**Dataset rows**

■ ■ ■ ■ ■ ■ ■

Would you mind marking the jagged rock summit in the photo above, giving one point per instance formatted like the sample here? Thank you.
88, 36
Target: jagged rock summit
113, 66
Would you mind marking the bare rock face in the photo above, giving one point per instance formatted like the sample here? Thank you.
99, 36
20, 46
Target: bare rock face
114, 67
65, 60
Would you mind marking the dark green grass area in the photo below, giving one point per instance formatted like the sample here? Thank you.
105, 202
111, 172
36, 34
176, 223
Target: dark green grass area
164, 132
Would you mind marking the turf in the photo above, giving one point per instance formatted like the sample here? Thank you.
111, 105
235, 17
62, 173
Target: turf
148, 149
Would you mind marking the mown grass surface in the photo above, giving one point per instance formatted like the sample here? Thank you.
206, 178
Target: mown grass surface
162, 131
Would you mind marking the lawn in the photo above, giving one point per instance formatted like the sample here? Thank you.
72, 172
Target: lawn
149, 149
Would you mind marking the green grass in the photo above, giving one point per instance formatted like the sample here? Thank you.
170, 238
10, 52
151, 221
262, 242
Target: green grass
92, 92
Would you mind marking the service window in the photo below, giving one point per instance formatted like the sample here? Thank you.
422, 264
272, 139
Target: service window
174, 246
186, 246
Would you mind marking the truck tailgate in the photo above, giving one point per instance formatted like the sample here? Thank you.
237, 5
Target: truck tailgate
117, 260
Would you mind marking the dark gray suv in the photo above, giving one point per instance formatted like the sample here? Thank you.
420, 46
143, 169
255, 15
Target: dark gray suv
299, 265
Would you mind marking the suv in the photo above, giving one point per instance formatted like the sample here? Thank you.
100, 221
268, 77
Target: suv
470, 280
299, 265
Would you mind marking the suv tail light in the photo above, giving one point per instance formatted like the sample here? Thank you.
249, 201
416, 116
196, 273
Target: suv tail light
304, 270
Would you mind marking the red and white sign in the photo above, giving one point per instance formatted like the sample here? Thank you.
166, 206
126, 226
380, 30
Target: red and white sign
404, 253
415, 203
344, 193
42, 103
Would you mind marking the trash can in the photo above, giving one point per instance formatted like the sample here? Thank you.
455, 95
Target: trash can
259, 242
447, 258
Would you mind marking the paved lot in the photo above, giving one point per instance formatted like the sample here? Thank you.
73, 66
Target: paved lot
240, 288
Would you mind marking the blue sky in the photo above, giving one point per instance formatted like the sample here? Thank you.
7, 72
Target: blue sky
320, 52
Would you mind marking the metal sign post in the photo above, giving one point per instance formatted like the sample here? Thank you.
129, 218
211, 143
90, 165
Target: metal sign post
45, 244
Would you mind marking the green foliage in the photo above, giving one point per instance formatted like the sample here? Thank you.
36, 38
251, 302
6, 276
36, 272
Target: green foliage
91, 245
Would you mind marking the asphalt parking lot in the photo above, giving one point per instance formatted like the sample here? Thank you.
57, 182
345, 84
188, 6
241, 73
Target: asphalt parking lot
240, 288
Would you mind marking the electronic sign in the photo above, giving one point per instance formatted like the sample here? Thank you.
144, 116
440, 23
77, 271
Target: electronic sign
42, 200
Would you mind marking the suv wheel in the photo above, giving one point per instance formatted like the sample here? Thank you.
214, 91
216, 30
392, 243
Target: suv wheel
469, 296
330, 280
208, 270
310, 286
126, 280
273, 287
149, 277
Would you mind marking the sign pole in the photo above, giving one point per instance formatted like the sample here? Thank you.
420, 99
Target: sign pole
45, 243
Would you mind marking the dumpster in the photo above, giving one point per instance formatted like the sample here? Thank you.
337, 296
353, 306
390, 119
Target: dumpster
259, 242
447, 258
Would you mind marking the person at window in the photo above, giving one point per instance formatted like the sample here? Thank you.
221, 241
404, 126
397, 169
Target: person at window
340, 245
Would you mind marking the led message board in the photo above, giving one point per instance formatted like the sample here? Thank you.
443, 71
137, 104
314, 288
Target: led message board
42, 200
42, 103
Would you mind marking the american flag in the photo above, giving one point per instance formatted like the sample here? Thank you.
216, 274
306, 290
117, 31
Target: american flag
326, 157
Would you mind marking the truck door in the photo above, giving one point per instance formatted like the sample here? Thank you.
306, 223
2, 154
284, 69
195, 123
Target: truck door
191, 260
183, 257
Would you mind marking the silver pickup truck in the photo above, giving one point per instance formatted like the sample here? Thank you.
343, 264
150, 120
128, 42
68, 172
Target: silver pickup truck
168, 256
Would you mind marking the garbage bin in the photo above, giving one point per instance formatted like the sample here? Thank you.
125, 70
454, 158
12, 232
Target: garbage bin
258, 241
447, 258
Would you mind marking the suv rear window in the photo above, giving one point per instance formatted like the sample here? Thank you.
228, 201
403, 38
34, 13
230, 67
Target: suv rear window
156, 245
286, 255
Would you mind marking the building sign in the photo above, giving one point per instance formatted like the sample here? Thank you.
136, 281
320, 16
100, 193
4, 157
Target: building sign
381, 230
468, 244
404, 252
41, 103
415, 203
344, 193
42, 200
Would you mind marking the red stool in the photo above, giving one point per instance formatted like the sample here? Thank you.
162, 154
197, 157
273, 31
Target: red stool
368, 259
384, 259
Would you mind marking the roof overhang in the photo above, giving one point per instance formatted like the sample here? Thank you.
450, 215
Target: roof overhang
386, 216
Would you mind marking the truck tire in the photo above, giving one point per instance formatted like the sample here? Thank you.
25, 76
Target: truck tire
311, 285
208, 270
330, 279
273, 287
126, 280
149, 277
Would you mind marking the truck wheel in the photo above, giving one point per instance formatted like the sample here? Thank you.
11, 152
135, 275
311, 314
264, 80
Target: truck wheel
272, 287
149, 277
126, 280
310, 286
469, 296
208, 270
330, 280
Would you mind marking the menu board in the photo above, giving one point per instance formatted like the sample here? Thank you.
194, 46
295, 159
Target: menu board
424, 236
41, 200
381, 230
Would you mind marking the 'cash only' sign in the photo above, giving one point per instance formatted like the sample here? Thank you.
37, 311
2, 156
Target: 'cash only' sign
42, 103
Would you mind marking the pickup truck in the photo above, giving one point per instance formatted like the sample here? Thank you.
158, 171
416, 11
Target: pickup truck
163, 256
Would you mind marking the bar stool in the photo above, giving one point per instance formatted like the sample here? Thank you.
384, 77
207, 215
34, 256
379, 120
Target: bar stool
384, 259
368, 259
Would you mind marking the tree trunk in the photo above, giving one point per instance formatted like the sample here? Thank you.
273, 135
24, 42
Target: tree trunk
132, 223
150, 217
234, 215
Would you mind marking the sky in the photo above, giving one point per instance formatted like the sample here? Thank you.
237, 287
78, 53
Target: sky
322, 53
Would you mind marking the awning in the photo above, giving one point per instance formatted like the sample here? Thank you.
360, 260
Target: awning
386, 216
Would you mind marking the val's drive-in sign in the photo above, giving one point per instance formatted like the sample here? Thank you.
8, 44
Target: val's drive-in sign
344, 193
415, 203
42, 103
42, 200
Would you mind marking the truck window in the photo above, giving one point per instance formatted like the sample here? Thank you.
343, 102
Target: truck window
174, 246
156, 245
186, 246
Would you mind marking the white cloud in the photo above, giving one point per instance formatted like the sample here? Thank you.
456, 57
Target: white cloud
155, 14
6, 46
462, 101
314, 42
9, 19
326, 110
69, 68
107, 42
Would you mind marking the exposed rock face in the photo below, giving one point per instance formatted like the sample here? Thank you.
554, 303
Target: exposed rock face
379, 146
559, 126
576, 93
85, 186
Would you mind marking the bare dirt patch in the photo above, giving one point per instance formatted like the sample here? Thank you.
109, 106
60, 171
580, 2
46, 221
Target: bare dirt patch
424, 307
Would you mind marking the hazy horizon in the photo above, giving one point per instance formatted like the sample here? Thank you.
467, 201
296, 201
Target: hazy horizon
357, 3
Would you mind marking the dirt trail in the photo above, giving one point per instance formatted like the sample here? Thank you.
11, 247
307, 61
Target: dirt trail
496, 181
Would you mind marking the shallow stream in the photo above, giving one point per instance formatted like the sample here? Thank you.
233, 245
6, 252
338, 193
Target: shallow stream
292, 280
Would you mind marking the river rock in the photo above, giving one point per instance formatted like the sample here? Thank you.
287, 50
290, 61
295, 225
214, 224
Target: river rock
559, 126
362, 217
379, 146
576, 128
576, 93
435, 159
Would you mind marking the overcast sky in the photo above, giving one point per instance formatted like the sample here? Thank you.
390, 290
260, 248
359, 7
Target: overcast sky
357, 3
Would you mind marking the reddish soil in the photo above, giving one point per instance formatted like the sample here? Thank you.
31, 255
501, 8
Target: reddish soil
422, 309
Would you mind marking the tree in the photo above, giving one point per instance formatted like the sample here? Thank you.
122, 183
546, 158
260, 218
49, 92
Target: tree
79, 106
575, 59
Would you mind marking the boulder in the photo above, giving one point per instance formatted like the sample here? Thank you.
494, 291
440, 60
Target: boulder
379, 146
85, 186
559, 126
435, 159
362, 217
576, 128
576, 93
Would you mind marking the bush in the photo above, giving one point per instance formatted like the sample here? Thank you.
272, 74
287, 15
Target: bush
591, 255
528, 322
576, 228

■ ■ ■ ■ ■ ■ ■

**DIRECTION**
Write out only what runs from the line holding "Would you mind marking the river" through the last line of the records, exactly as shown.

**EXERCISE ANSWER**
Would you mind marking the river rock in the photo above, giving one point per instance formatted like the sample here? Thank you.
287, 50
290, 61
295, 225
214, 224
Target: river rock
559, 126
362, 217
379, 146
576, 128
576, 93
435, 159
Would you mind marking the overcast sky in the photo above, giving one point per instance formatted like the sample here? Thank you.
390, 290
260, 248
359, 7
Target: overcast sky
357, 3
Would you mind marking the reddish soil in the photo above, giving one point per instance formatted like the sample here? Thank you.
31, 255
501, 8
Target: reddish soil
422, 309
Would you mind marking the tree in the photo above, giving one point per instance formatted like the sample here? Thank you.
122, 183
546, 158
260, 218
49, 92
Target: tree
79, 106
575, 59
Would you mind marking the boulder in the photo above, giving one point per instance formatted like the sample here? Thank you.
494, 291
440, 60
Target: boulder
379, 146
85, 186
559, 126
435, 159
362, 217
576, 128
576, 93
Would you mind marking the bush in the photo above, giving one point per instance formatted like the sample here? Thank you.
272, 74
287, 15
Target: bush
591, 255
528, 322
576, 228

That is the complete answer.